▶ Instruction
How many lines in the data below contain the string "item"? Matching is case-sensitive, and the reply should be the number alone.

▶ Records for processing
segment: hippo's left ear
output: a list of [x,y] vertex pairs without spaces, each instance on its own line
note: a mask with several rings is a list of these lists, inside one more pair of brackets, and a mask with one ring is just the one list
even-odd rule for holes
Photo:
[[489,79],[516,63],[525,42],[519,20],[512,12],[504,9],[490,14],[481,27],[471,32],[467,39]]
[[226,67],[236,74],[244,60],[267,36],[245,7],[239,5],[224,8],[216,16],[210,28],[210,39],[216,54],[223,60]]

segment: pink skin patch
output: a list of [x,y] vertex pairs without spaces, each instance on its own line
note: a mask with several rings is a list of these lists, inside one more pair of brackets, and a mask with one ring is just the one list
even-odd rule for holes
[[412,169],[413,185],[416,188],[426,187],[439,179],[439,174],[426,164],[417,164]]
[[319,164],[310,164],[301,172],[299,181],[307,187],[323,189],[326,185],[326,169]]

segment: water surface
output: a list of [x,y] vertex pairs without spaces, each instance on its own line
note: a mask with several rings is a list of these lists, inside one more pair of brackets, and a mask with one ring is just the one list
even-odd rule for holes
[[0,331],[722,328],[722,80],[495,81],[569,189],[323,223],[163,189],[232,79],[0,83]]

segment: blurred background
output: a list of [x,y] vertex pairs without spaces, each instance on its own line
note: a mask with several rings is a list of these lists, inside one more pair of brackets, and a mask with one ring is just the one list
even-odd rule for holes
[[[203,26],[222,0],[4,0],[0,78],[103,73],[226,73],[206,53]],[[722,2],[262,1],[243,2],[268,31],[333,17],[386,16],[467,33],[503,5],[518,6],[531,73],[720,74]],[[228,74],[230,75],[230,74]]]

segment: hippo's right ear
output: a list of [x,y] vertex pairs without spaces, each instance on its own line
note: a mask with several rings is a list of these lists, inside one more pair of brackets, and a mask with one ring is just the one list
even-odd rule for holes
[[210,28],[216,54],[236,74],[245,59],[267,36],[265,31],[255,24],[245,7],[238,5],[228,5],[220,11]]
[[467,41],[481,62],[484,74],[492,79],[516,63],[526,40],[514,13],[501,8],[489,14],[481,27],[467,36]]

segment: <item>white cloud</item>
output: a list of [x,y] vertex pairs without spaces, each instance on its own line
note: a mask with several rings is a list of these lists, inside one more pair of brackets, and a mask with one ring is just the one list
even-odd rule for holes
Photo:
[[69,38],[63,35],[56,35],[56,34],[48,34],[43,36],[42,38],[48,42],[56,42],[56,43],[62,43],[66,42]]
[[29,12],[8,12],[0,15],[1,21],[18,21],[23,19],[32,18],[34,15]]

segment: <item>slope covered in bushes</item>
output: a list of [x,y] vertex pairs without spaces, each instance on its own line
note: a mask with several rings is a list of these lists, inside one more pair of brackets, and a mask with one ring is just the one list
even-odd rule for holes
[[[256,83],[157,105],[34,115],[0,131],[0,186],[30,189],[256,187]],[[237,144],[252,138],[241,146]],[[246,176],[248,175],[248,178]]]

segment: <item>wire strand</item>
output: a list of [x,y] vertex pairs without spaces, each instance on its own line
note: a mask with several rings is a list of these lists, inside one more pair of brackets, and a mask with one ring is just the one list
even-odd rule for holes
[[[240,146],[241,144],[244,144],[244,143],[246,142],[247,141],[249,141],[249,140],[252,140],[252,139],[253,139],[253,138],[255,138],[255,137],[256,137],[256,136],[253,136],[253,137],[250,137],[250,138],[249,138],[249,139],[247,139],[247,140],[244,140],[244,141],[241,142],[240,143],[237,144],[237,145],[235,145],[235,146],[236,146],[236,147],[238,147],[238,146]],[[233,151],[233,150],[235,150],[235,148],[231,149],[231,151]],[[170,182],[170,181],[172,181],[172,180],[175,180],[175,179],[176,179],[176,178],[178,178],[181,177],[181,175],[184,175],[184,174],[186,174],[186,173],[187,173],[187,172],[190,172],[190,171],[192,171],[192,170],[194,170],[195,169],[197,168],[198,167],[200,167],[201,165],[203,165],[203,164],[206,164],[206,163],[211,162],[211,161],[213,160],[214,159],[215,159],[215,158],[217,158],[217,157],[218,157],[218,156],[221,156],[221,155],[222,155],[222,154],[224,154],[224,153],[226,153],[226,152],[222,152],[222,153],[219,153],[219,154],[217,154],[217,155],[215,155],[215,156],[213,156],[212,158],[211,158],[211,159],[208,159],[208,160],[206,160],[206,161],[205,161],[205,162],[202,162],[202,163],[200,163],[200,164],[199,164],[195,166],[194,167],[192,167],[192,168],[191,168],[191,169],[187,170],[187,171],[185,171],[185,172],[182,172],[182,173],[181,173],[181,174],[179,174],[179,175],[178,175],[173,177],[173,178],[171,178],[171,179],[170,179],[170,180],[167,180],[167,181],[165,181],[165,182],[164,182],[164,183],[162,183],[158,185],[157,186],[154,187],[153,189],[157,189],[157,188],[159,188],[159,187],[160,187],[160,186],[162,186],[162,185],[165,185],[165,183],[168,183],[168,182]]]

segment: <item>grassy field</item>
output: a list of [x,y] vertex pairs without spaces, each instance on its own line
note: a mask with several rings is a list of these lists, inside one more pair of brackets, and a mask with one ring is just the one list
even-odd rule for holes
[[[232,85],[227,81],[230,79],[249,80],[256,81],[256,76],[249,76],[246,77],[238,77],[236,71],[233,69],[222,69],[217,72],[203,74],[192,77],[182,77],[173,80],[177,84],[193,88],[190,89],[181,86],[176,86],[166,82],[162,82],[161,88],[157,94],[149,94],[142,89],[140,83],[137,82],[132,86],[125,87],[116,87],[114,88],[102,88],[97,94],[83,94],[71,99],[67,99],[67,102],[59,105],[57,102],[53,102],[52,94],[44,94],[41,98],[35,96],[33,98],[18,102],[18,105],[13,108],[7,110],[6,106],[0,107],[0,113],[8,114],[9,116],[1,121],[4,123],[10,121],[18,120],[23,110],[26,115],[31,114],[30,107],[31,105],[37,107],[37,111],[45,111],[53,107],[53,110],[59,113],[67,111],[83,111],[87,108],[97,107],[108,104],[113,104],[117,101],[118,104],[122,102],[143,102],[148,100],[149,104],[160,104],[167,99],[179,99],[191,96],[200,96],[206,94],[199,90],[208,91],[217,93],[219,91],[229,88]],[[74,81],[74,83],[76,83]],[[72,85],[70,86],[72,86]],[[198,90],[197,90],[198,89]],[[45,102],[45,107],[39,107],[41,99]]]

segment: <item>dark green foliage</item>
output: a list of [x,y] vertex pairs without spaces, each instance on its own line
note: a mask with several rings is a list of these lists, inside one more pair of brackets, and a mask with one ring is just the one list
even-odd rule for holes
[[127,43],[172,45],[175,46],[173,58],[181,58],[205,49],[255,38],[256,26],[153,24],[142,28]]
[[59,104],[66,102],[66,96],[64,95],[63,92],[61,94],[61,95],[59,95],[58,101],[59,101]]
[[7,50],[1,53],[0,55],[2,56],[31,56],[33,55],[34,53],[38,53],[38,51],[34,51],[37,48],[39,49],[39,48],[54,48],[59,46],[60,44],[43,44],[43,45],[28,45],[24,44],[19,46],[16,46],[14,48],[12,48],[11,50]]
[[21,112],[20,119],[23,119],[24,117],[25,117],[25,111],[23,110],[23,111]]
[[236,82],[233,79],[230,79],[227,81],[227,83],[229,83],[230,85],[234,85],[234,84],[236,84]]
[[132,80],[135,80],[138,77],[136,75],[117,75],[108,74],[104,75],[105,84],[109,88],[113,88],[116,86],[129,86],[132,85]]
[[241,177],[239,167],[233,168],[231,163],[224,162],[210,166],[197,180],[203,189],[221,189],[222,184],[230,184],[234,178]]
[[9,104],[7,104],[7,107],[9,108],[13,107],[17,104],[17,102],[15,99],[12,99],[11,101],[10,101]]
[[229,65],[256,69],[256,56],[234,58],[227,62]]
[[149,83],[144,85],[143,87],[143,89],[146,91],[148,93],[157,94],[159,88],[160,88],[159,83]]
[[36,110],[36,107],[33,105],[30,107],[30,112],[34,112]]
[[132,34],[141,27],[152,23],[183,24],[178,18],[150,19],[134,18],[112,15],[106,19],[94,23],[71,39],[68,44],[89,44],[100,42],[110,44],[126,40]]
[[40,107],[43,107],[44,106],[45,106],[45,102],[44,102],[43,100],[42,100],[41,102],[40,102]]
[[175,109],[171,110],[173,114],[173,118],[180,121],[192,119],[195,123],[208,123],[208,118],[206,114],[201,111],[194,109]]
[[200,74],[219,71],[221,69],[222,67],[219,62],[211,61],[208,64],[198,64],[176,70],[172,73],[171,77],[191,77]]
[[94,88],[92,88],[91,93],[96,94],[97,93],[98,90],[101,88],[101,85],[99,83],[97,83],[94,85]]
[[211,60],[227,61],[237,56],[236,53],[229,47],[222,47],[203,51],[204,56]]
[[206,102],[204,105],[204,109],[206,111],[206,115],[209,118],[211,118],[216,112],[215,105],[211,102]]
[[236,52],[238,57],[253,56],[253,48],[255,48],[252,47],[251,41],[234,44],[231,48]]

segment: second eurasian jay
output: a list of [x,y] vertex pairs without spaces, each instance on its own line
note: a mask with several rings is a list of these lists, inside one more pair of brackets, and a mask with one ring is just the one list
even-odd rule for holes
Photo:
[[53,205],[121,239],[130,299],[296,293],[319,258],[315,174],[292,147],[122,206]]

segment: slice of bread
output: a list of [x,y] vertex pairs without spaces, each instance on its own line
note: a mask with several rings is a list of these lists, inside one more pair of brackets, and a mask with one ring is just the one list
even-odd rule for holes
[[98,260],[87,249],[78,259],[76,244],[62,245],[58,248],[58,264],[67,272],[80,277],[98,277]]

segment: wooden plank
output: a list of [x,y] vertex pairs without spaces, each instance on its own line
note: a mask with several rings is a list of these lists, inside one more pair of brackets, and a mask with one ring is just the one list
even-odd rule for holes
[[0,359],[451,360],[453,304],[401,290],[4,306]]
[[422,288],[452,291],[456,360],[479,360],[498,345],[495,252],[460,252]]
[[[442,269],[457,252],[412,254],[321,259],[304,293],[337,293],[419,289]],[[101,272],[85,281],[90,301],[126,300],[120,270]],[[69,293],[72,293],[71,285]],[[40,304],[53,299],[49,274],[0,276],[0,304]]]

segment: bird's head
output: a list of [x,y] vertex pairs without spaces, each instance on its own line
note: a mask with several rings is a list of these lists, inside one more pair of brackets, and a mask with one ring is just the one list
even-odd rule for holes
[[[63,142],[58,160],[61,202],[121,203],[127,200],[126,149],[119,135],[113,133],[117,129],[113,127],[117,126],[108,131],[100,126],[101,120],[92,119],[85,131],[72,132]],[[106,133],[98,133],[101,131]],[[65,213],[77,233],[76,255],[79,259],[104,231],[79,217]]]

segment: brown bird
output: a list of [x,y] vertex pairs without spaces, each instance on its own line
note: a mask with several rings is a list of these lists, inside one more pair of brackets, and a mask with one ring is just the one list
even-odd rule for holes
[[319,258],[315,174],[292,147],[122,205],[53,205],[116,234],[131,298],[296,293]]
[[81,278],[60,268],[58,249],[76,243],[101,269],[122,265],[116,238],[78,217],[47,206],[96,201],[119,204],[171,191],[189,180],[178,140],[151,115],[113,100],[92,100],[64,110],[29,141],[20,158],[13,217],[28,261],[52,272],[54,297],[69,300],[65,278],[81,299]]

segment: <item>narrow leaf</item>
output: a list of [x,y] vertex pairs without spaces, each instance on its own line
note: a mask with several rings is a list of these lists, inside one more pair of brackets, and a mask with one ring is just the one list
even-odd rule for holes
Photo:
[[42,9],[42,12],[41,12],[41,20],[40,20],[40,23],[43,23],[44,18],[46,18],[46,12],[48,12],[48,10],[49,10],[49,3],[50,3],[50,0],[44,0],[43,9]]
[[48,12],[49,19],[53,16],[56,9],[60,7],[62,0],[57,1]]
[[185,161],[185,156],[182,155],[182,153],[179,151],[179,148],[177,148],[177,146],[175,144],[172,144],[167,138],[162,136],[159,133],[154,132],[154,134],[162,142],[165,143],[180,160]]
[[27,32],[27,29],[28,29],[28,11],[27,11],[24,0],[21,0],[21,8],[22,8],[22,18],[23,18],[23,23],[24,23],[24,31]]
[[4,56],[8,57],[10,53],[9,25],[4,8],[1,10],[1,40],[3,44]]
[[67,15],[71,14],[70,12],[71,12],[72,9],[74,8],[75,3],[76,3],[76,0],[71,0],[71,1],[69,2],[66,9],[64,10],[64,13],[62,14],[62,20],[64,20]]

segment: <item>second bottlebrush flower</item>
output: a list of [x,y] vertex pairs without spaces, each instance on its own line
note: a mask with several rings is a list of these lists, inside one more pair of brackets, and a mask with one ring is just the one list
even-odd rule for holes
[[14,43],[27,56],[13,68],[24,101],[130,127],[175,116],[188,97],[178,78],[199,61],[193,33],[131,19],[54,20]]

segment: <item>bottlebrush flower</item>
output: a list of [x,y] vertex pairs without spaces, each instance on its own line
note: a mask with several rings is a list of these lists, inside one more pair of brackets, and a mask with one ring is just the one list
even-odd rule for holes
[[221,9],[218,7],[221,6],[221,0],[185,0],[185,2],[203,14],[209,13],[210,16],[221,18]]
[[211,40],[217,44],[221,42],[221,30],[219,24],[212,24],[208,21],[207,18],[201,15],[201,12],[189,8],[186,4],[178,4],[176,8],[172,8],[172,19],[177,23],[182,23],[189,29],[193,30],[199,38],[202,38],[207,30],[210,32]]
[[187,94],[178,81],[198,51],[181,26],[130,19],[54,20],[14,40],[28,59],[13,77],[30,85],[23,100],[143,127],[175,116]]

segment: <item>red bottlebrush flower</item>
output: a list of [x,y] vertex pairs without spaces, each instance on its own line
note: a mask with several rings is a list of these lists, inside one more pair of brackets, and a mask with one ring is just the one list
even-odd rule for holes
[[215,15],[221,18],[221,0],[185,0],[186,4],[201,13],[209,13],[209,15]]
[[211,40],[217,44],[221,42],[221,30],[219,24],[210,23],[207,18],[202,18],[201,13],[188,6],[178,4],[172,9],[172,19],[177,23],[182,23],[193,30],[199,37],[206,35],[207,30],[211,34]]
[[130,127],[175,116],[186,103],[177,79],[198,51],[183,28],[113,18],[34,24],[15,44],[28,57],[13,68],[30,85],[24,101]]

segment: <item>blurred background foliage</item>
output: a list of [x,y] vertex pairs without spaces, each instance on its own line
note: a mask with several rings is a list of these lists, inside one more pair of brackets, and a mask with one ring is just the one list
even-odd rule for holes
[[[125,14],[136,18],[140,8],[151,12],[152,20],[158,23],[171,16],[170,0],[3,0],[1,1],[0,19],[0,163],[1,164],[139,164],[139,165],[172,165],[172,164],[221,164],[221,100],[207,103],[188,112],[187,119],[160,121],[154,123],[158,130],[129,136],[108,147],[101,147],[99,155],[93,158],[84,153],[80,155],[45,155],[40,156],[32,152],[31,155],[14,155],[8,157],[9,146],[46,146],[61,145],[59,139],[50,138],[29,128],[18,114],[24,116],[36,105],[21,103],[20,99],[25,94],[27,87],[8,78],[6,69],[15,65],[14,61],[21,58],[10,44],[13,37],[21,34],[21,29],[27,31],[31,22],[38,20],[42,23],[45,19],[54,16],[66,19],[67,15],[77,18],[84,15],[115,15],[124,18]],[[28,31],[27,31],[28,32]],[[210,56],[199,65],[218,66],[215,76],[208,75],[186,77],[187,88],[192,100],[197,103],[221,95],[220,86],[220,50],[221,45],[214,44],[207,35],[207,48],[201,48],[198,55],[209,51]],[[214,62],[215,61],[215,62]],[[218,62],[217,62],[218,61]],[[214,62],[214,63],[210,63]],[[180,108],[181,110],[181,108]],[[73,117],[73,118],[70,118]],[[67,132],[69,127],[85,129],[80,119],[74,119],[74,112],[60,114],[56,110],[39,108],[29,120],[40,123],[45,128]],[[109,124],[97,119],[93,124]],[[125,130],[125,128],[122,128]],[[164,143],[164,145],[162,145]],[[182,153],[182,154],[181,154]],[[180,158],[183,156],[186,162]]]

▶ Solution to the exercise
10